## Start RECORDS SUPPLIED
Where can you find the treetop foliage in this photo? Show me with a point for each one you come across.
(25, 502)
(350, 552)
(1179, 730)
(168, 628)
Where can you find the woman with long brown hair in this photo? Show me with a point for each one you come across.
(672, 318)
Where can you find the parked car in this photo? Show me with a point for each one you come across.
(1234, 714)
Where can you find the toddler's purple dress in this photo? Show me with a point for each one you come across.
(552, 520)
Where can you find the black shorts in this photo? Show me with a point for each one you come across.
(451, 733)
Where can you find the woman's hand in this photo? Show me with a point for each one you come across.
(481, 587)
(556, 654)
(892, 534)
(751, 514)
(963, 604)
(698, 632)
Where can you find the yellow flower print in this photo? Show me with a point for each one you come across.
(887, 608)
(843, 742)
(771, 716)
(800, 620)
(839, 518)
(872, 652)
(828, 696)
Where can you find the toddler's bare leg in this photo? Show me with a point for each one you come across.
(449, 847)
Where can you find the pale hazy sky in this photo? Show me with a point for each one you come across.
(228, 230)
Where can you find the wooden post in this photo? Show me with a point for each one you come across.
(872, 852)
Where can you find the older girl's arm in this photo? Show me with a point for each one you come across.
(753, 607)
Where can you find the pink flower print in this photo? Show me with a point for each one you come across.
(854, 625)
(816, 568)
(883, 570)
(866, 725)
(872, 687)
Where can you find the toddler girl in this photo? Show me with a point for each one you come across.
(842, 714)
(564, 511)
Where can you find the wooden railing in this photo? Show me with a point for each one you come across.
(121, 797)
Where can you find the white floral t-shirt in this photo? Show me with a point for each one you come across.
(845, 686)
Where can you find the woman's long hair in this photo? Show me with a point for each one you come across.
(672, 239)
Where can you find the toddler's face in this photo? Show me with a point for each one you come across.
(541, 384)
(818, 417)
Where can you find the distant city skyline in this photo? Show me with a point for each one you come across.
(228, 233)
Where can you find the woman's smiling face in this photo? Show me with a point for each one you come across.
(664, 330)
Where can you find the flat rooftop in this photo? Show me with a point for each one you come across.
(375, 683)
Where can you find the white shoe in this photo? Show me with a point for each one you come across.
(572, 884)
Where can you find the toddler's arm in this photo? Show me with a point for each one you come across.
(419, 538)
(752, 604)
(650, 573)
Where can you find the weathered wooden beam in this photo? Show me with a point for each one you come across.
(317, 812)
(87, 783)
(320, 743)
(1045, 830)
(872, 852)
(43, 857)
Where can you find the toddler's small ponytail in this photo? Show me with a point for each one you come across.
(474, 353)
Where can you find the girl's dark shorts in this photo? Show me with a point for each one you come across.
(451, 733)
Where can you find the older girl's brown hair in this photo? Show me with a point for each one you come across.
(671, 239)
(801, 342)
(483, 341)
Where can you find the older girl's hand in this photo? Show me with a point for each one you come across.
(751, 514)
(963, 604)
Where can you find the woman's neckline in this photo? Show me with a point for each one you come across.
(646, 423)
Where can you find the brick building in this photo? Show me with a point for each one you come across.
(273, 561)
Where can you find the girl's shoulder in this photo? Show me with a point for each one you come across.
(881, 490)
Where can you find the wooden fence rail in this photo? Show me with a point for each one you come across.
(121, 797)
## End RECORDS SUPPLIED
WRITTEN PROBLEM:
Set down all of the data above, word for word.

FINISHED ANSWER:
Where can you find the treetop foliage in this photo? Show me with a point for each one you come across.
(25, 502)
(350, 552)
(1179, 730)
(168, 628)
Where can you find the woman with long brown hair in this photo? Show me with a point for each one you come across.
(672, 318)
Where can you find the parked car in this photo? Show me with a point for each one you come across.
(1234, 714)
Where can you find the toddler's purple dress in this photo? Show me with a point for each one you come across.
(552, 520)
Where can you find the black shorts in this photo? Show me with a point for each one you come across.
(451, 733)
Where can you find the woman's hand in this photo? Show me with a point for each one you come across.
(481, 587)
(556, 654)
(892, 534)
(751, 514)
(963, 604)
(698, 632)
Where can you find the yellow flower print in this photo? Show me with a point for each one you come across.
(887, 608)
(843, 742)
(771, 716)
(800, 620)
(839, 518)
(872, 652)
(828, 696)
Where can you find the toddler's bare leg in this photo? Show me with a point for each one you come across.
(449, 847)
Where can you find the pale hazy sky in this photo? Show me with a point for each one you come across.
(228, 230)
Where can you find the wooden post in this photo? Show me with a point for each one you come across.
(872, 852)
Where can you find the older girl's arm in this photo? Show me with a point for each one you come across.
(753, 607)
Where can you find the pink flower print in this photo? Show me with a point for each one you come across.
(854, 625)
(816, 568)
(883, 570)
(866, 725)
(872, 687)
Where can you find the toddler girl in this photo? Show me with a point for each one you come across.
(842, 714)
(564, 511)
Where can you find the wooden railing in this photo? Show me with a point for each one you come across.
(121, 797)
Where can you find the white floral t-shirt in this photo? Show me with a point for each one you come across.
(845, 686)
Where can you find the woman's long hair in this photo? Show me with a point for each one you come across.
(672, 239)
Where can you find the toddler's face in this photo? Show me with a point for each one you come across.
(541, 384)
(818, 417)
Where can you find the distant city skyline in this photo? Show me with a point for each one you come across.
(228, 233)
Where can you find the woman's smiling face in this photo? Show me with a point for each one you come across.
(664, 330)
Where can you find the flat rooftop in this photo? Show me with a point for each one you come across.
(375, 683)
Where can you find the white shoe in this photo? Show me with a point for each one you come across.
(572, 884)
Where can you find the toddler's arm in this photo? Show me with a point for each one you come across.
(419, 538)
(752, 604)
(650, 573)
Where can you find the weathered wooden beam in this photo? Show me with a point for each one you come across.
(317, 812)
(87, 783)
(320, 743)
(1045, 830)
(872, 852)
(43, 857)
Where can you find the toddler's small ponytail in this photo? Show me with a point for each one you come across.
(474, 353)
Where can you find the girl's dark shorts in this photo? Show me with a point for each one you come across.
(451, 733)
Where can you find the older girl's brown hair in this photo? Show me with a point for each one you come across.
(671, 239)
(801, 342)
(483, 341)
Where can you find the older girl's hand in this photo? Show me with a point for each one you come across.
(751, 514)
(963, 604)
Where can you find the woman's neckline in this photo? Show me with a point for each one you come across.
(646, 423)
Where can you find the brick building in this photo? Show me with a point for each one you come across.
(273, 561)
Where can you find the girl's shoulder in this photo? Show me with a point for each one you come across.
(881, 490)
Where can you find the wooden fence rail in this photo? Show me with a point for each one you come across.
(121, 797)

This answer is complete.